START Records shown

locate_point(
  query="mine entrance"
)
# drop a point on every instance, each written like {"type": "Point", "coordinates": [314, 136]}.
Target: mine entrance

END Records shown

■ Your instructions
Set down every record above exactly as given.

■ Reply to the task
locate_point(
  query="mine entrance"
)
# drop a point on every instance, each written like {"type": "Point", "coordinates": [314, 136]}.
Target: mine entrance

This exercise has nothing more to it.